Exercise objective:
Transcribe the entries in full, keeping each word as it is.

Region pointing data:
---+---
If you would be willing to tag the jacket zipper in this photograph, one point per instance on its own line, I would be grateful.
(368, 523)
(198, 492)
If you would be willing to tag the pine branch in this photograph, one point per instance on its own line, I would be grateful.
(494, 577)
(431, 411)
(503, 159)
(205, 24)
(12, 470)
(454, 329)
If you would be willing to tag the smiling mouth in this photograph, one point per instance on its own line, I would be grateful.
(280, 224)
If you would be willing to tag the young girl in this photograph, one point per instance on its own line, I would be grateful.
---+---
The completed task:
If you would be willing to tag the jacket zipper in this photograph, one point per instance on its own line, I would be grateful.
(368, 523)
(198, 492)
If you would be willing to tag the pine branch in this photograph, one point per instance on its own line, I would be grateful.
(494, 577)
(431, 411)
(503, 159)
(205, 24)
(12, 470)
(454, 329)
If you would be willing to tag the smiling mouth in this photograph, one point per instance on its own line, I would be grateful.
(280, 224)
If you would be willing to tag the young girl in this photograph, one point per instance on its own line, I would be grateful.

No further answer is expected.